> _Instructions to follow_: Pick out every line in the records below that contains the word "above" and copy those lines.

(A run of records)
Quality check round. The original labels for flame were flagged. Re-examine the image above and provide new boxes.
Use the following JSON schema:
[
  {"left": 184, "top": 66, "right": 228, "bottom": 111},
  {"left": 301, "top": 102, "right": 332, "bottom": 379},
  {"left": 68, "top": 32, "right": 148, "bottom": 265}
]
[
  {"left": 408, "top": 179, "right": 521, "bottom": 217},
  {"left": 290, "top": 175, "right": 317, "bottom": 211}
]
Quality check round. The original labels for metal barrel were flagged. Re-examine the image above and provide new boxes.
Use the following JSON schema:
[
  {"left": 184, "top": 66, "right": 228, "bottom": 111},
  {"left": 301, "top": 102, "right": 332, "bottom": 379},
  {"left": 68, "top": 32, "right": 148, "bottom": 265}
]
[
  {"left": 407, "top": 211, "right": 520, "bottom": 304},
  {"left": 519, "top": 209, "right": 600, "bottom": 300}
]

* * *

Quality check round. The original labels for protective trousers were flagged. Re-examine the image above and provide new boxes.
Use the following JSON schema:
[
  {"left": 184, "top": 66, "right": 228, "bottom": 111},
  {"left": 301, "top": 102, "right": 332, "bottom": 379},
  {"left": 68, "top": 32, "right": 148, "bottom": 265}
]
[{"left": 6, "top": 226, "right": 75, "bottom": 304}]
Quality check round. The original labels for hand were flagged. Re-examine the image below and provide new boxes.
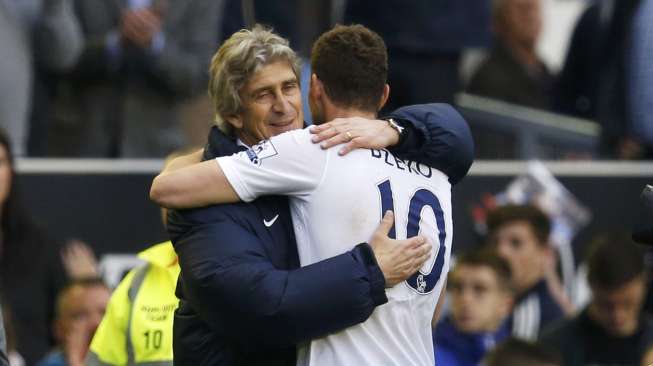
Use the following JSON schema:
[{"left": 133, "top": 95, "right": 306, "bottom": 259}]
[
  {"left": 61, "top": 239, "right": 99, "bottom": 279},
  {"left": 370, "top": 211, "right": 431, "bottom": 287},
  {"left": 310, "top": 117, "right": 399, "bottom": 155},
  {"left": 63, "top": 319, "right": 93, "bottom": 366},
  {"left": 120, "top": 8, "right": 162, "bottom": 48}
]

==

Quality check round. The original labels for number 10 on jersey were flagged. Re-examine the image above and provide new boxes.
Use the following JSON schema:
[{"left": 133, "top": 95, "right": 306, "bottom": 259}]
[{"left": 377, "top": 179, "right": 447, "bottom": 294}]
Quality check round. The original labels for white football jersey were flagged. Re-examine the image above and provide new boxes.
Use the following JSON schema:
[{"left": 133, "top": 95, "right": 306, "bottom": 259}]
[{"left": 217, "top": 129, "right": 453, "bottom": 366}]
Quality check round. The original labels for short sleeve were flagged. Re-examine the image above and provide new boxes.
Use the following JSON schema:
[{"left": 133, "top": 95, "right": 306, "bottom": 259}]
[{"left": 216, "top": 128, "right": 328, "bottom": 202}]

> _Solution_:
Quality check round. The original labels for flame were flagged. Re-examine the image above and provide new boxes.
Quality check round. The original labels for metal barrel were flagged. Re-examine the image above and provide new boxes.
Quality check round. The original labels for protective trousers were flagged. Re-examine the image above and provide new boxes.
Quality check round. The original labels for number 10 on jersey were flagged. Re-examine the image above and provide new boxes.
Quality check round. The original labels for white football jersey were flagged. Re-examine the image above and provide new boxes.
Quality check round. The original labels for short sleeve were flagged. Re-examine the image above and provide new boxes.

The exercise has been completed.